[Trechos de um conjunto de dados de marcação de pontos]

──────────

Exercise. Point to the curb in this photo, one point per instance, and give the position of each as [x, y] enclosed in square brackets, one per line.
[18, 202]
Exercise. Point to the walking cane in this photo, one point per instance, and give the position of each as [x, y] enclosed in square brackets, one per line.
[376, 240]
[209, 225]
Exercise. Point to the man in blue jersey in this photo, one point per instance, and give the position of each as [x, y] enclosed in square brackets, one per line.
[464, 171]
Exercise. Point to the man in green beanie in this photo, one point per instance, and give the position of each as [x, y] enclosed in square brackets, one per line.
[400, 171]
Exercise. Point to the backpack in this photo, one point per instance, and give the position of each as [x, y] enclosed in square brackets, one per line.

──────────

> **O QUE FAZER**
Troque "Exercise" por "Task" em todos os itens acima e apresente-os novamente sem nenhuma outra alteração.

> **RESPOSTA AO EXERCÍCIO**
Task. Point to the curb in this photo, one point per instance, and give the position of each as [x, y] enclosed in square brackets, one per line.
[18, 202]
Task. Point to the walking cane in this photo, one point per instance, and give the position of each as [x, y] enclosed in square brackets, one per line.
[376, 240]
[209, 225]
Task. Point to the man in blue jersey in this photo, one point per instance, and give the position of each as [x, y] enclosed in square brackets, one per line.
[464, 171]
Task. Point to the man in green beanie in this photo, one point per instance, and give the position of each as [x, y] enclosed in square brackets, one per line.
[400, 171]
Task. Point to the backpack in this photo, one point per instance, and give the position of each as [x, y] enclosed in square brackets, one per line.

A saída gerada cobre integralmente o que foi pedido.